FRAGMENT VAN PAGINA:

====

De Mijnsluitingen

Na de aanleg van de steenkolenmijnen na het jaar 1900, was de steenkolenindustrie binnen een halve eeuw de motor geworden van de Limburgse economie. Maar zo snel als het begon, zo snel was het ook weer afgelopen. In 1965 werd het besluit genomen om de mijnen te sluiten. De gevolgen voor Limburg waren desastreus.

Groei

Vanaf 1899 waren binnen 3 decennia 11 steenkolenmijnen in gebruik genomen. De vraag naar het 'zwarte goud' was enorm. Zeker tijdens de heropbouw na de Tweede Wereldoorlog. Om aan de grote vraag naar steenkool te kunnen voldoen werden zelfs gastarbeiders uit Polen, Italië, Joegoslavië en Spanje geworven.

Het begin van het einde

Het topjaar zou 1958 worden, toen 58.000 mensen in dienst waren bij de mijnen. Tegelijkertijd was dat jaar ook het begin van het einde. Als gevolg van nieuw aanbod van spotgoedkope kolen uit het buitenland, ontstond er een kolencrisis in Nederland. De Limburgse kolen waren te duur. In 1960 werd de gasbel in Slochteren aangeboord. Gas was ook goedkoper dan kolen.

17 december 1965

De Nederlandse regering concludeerde al snel dat het einde van de steenkolenindustrie in zicht was. In een overvolle Heerlense schouwburg kwam minister Joop Den Uyl op 17 december 1965 het slechte nieuws brengen. Voor velen was het een zwarte dag. De eerste mijn die sloot was de Maurits te Geleen in 1967. De laatste was de Oranje Nassau I te Heerlen op 31 december 1974. Het was het einde van een tijdperk.

====

Aanwijsgegevens bij verwijzende uitdrukkingen
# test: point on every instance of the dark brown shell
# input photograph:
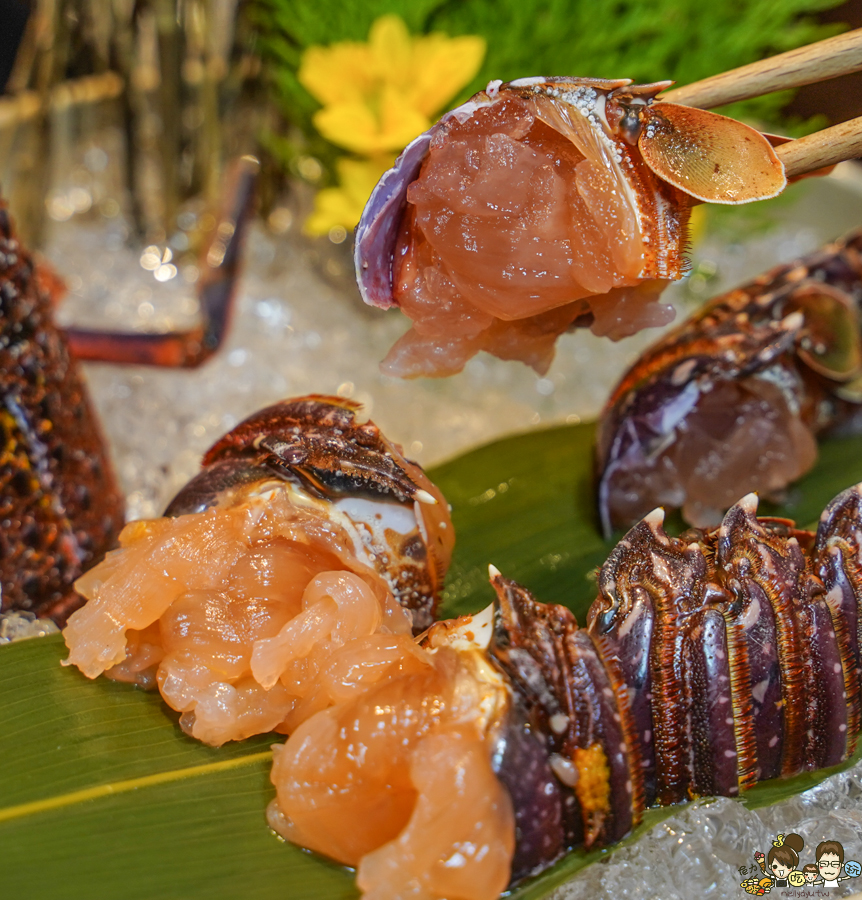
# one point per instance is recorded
(317, 444)
(789, 343)
(60, 507)
(709, 662)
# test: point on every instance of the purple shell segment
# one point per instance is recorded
(377, 231)
(521, 763)
(738, 381)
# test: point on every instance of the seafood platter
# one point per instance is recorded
(469, 681)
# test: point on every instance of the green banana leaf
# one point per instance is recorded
(102, 795)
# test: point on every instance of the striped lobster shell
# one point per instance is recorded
(709, 662)
(732, 400)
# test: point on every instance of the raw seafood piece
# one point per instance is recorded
(60, 506)
(709, 662)
(306, 536)
(545, 204)
(732, 400)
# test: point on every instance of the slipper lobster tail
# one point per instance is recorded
(709, 662)
(732, 400)
(60, 506)
(397, 520)
(545, 204)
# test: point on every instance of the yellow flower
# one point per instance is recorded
(380, 95)
(343, 205)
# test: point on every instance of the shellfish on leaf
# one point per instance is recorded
(300, 558)
(541, 205)
(733, 399)
(708, 663)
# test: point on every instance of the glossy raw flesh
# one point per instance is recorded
(740, 437)
(231, 614)
(510, 235)
(397, 781)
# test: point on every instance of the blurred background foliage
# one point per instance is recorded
(195, 82)
(646, 40)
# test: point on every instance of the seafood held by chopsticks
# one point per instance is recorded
(543, 204)
(708, 663)
(732, 401)
(306, 537)
(547, 204)
(60, 506)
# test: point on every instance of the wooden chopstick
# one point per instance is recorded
(823, 148)
(827, 59)
(836, 56)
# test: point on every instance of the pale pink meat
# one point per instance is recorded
(233, 613)
(740, 437)
(397, 780)
(509, 222)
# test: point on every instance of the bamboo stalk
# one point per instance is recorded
(820, 61)
(823, 148)
(76, 92)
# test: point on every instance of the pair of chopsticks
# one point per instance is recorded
(831, 58)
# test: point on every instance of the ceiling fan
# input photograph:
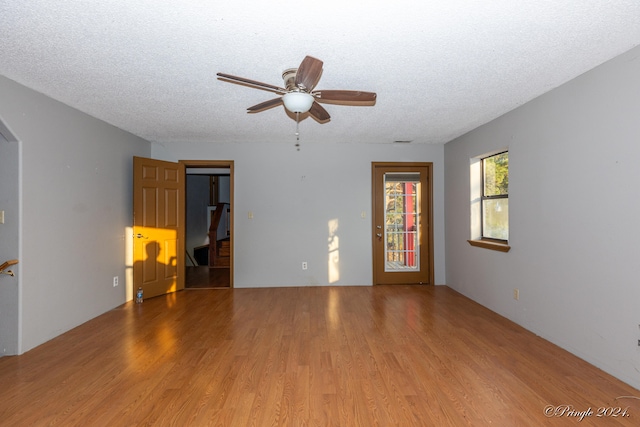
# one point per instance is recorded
(298, 95)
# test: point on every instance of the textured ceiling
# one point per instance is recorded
(440, 67)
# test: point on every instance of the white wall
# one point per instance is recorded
(76, 206)
(293, 196)
(574, 209)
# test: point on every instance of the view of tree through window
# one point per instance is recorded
(495, 196)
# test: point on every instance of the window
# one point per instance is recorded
(490, 201)
(495, 197)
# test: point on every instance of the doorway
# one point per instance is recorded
(209, 230)
(402, 222)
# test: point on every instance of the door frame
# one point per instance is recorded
(202, 164)
(426, 223)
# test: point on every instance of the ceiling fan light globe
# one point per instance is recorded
(297, 102)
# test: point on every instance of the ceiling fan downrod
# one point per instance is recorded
(298, 131)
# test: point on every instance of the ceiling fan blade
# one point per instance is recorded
(346, 97)
(254, 83)
(264, 105)
(318, 112)
(309, 72)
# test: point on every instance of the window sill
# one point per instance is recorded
(488, 244)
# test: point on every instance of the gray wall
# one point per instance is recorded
(75, 193)
(293, 196)
(574, 209)
(9, 233)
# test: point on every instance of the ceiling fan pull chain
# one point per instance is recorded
(298, 131)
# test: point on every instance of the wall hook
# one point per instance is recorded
(8, 264)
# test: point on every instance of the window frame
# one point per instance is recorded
(484, 197)
(478, 180)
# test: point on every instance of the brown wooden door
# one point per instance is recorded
(402, 223)
(158, 226)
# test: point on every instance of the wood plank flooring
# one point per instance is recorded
(317, 356)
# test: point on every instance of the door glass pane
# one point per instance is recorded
(402, 221)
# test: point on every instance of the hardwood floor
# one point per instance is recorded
(321, 356)
(204, 277)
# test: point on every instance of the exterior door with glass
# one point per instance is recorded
(402, 223)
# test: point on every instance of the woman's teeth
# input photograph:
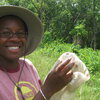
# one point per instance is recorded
(13, 48)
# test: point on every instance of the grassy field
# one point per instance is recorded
(44, 58)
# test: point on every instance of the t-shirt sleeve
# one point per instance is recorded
(33, 70)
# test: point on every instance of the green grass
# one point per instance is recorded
(45, 56)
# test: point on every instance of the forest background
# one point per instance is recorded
(69, 26)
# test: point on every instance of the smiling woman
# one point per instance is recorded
(20, 34)
(12, 37)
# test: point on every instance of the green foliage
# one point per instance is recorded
(46, 55)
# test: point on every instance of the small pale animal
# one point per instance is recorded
(80, 75)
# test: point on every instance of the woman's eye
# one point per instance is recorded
(6, 33)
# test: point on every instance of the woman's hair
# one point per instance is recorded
(14, 16)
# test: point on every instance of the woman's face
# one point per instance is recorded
(11, 46)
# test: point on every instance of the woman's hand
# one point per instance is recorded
(58, 78)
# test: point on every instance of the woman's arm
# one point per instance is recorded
(56, 80)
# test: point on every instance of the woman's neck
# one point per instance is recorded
(9, 64)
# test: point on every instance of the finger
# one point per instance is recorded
(68, 68)
(63, 64)
(69, 77)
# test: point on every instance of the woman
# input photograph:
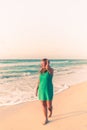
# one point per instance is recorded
(44, 89)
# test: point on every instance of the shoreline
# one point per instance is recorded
(69, 112)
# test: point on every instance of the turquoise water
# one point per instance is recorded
(18, 77)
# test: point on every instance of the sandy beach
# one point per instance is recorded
(69, 112)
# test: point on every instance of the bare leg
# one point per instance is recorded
(44, 106)
(49, 106)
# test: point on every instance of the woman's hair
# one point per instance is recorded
(45, 60)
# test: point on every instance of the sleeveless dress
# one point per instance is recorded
(45, 90)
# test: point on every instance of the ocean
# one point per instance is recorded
(18, 78)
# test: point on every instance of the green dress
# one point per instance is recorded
(45, 90)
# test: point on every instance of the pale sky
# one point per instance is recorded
(43, 28)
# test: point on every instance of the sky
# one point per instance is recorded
(49, 28)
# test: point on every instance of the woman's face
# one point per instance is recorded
(43, 65)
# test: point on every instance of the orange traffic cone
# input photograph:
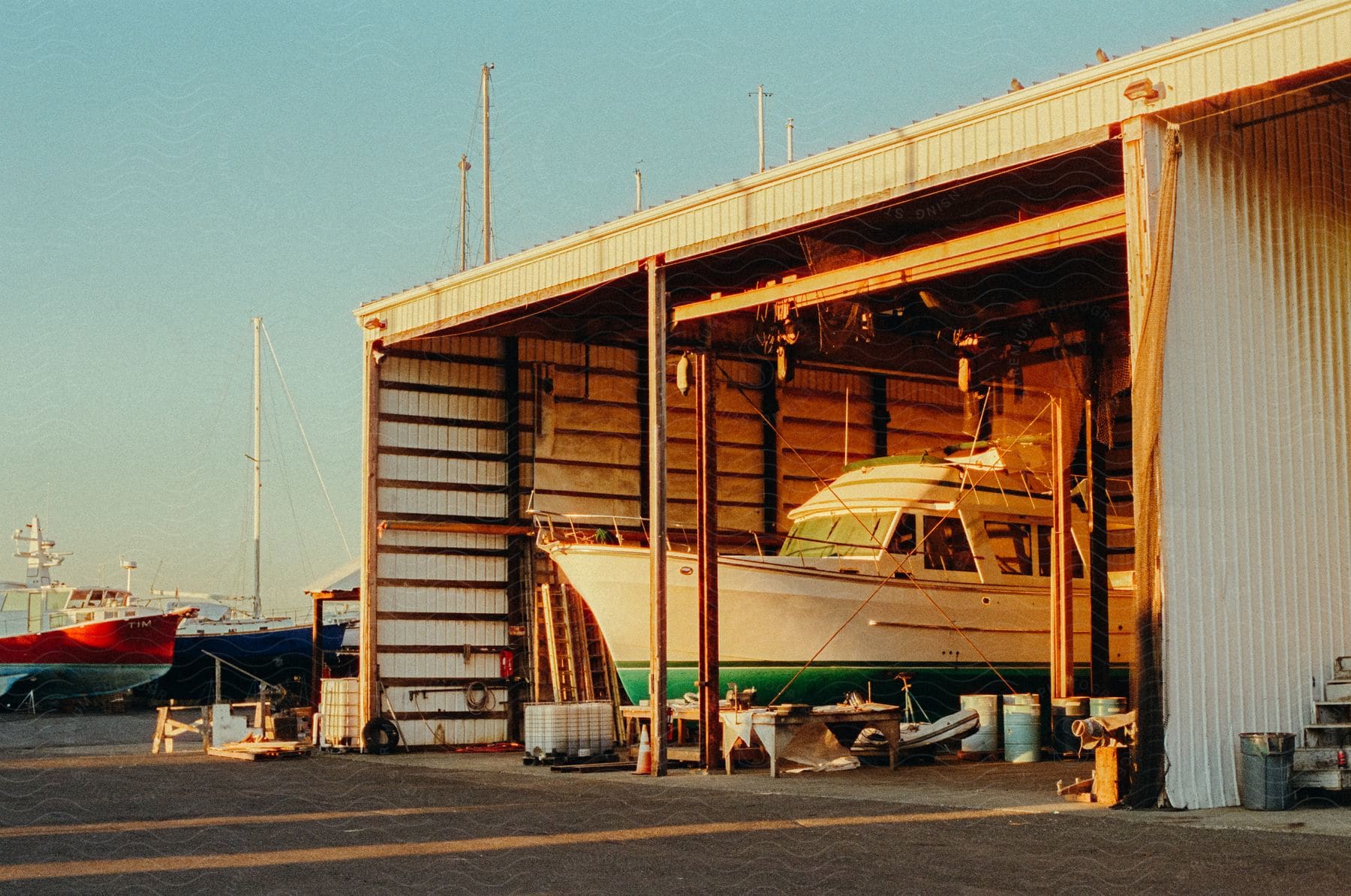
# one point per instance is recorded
(645, 754)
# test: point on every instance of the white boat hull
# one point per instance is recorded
(777, 614)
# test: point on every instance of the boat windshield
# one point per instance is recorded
(838, 536)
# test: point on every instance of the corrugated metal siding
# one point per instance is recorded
(1077, 107)
(442, 459)
(1256, 474)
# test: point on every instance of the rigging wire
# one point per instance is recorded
(898, 563)
(305, 440)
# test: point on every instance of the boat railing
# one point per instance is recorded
(609, 529)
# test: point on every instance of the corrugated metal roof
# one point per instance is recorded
(1067, 111)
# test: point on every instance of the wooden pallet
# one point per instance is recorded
(257, 750)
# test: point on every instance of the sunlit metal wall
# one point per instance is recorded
(1256, 469)
(442, 597)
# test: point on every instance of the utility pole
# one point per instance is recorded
(488, 177)
(760, 92)
(464, 211)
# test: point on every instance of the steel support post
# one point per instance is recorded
(1062, 567)
(706, 474)
(657, 326)
(1100, 624)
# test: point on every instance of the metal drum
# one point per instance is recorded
(986, 738)
(1067, 711)
(1100, 707)
(1022, 727)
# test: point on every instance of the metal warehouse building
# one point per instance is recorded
(1168, 233)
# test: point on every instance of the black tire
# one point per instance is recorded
(380, 737)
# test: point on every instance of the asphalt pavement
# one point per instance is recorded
(87, 808)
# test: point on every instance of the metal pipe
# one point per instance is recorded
(760, 94)
(706, 474)
(657, 325)
(488, 177)
(317, 651)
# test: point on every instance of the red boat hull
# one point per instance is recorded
(88, 658)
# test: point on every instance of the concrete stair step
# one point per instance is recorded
(1323, 779)
(1331, 711)
(1315, 759)
(1327, 735)
(1337, 692)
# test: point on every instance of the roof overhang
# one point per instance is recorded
(1069, 113)
(1089, 222)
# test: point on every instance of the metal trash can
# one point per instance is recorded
(1268, 769)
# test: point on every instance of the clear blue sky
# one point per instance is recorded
(170, 170)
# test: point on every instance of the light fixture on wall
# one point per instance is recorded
(682, 373)
(1143, 89)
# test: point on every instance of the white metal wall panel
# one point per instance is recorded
(442, 459)
(1079, 106)
(1256, 474)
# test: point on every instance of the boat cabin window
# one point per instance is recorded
(946, 545)
(1043, 553)
(1011, 543)
(839, 536)
(903, 541)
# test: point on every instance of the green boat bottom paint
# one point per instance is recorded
(934, 690)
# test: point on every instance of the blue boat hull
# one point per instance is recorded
(278, 656)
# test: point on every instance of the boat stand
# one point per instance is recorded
(169, 727)
(775, 730)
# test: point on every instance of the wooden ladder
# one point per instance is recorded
(554, 617)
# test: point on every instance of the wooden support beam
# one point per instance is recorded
(1067, 227)
(1062, 565)
(657, 325)
(706, 407)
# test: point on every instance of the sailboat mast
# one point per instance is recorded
(257, 460)
(488, 176)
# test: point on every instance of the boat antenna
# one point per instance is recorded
(257, 460)
(464, 211)
(488, 176)
(40, 555)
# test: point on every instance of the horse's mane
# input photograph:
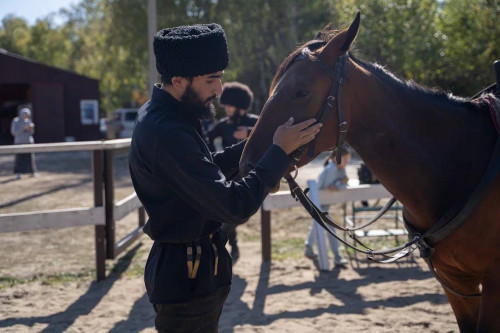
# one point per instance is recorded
(318, 43)
(432, 94)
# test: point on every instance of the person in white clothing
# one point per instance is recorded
(333, 178)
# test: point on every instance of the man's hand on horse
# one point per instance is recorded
(241, 133)
(290, 137)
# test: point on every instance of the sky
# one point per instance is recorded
(31, 10)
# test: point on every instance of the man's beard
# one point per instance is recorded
(197, 108)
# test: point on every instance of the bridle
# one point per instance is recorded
(339, 77)
(451, 221)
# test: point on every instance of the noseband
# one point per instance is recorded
(338, 76)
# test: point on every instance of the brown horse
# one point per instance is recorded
(428, 148)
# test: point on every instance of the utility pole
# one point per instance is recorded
(153, 75)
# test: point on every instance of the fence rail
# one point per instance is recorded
(51, 219)
(105, 211)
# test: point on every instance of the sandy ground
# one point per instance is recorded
(46, 277)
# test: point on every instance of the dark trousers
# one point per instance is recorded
(230, 230)
(201, 315)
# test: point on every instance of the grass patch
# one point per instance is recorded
(47, 280)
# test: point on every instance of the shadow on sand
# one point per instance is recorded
(344, 290)
(140, 317)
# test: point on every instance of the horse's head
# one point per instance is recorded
(302, 89)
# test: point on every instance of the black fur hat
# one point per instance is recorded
(189, 51)
(236, 94)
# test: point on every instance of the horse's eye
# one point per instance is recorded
(302, 93)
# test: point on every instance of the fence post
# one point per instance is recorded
(265, 220)
(142, 216)
(109, 203)
(100, 230)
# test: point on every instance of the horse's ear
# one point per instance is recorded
(351, 33)
(342, 41)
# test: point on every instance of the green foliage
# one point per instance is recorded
(426, 40)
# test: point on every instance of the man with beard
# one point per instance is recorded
(185, 189)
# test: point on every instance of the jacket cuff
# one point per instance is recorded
(274, 164)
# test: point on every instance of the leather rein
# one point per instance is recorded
(450, 221)
(338, 77)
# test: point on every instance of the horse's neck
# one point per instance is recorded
(421, 152)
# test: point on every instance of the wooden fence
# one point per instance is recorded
(104, 213)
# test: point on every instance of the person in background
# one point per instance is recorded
(333, 178)
(188, 191)
(236, 98)
(22, 128)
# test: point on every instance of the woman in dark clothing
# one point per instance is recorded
(22, 128)
(236, 98)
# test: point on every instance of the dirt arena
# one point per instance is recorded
(46, 277)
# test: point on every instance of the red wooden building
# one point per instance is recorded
(64, 105)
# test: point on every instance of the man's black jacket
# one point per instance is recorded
(187, 196)
(226, 127)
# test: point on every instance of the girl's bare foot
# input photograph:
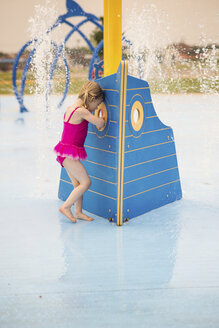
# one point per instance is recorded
(83, 216)
(68, 213)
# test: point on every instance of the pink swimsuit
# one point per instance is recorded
(72, 141)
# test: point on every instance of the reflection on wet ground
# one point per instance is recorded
(158, 270)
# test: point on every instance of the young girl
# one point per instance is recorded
(70, 149)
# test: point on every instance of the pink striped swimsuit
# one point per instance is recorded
(72, 141)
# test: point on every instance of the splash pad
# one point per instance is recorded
(132, 162)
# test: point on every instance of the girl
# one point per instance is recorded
(70, 149)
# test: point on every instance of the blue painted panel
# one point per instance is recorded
(150, 200)
(155, 138)
(103, 187)
(106, 143)
(99, 205)
(147, 154)
(152, 167)
(150, 111)
(150, 182)
(101, 172)
(101, 157)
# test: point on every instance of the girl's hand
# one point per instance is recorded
(101, 123)
(98, 121)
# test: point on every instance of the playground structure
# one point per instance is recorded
(132, 161)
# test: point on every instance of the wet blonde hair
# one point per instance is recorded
(90, 91)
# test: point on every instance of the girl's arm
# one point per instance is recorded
(98, 121)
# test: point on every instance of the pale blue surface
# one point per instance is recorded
(159, 270)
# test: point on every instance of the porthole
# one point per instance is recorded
(101, 112)
(137, 115)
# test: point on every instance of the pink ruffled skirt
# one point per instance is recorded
(69, 151)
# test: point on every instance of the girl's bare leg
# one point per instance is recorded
(81, 183)
(78, 203)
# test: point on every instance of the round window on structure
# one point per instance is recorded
(137, 115)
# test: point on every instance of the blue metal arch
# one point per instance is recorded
(96, 66)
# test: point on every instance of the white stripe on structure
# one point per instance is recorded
(91, 190)
(149, 175)
(130, 135)
(107, 151)
(152, 189)
(113, 106)
(110, 90)
(163, 143)
(103, 136)
(151, 160)
(110, 167)
(138, 88)
(115, 183)
(101, 194)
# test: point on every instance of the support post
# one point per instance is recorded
(112, 36)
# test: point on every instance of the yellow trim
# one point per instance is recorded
(124, 69)
(149, 175)
(110, 167)
(151, 160)
(123, 138)
(120, 137)
(112, 35)
(152, 188)
(163, 143)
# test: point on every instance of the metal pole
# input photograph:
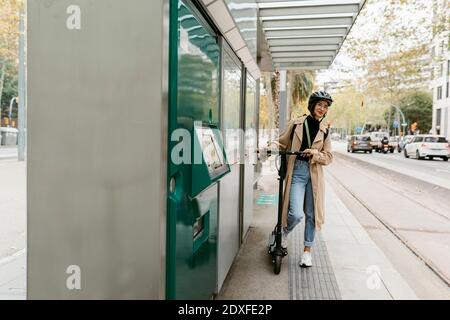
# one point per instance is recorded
(401, 113)
(283, 101)
(22, 96)
(10, 110)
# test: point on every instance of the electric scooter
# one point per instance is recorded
(276, 251)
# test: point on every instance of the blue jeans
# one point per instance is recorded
(301, 202)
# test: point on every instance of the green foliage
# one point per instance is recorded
(417, 106)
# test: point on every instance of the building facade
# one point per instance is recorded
(440, 71)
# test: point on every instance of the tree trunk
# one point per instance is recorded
(2, 78)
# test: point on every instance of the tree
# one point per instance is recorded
(9, 42)
(417, 107)
(393, 56)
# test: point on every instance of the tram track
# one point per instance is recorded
(389, 227)
(402, 194)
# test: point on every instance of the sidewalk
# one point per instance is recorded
(12, 229)
(347, 263)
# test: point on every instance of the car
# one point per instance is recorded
(393, 143)
(335, 136)
(375, 139)
(403, 142)
(428, 146)
(359, 143)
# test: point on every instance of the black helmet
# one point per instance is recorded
(317, 96)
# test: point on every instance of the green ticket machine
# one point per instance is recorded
(197, 160)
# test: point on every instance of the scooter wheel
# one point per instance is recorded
(277, 264)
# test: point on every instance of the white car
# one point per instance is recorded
(428, 146)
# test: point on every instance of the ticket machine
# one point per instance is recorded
(194, 108)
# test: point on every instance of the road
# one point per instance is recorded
(407, 217)
(434, 171)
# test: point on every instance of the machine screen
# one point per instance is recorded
(212, 153)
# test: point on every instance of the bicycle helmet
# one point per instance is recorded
(316, 97)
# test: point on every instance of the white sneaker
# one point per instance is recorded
(283, 240)
(306, 260)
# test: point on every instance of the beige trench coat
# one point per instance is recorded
(322, 158)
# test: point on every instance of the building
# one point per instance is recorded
(440, 70)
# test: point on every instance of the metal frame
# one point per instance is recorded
(307, 34)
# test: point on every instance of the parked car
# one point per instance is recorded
(428, 146)
(403, 142)
(359, 143)
(335, 136)
(393, 144)
(375, 139)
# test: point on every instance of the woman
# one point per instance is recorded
(304, 186)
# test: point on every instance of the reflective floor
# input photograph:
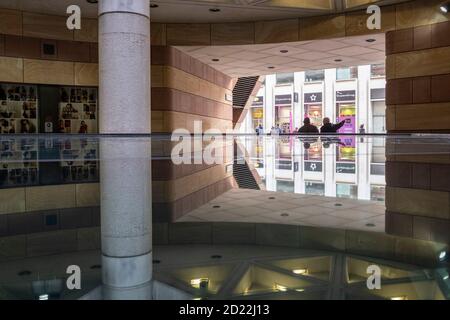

====

UIT TE VOEREN OPDRACHT: Noem alle landen waaruit volgens de tekst over de mijnsluitingen gastarbeiders werden geworven.

RUIMTE VOOR ANTWOORD: Polen, Italië, Joegoslavië en Spanje.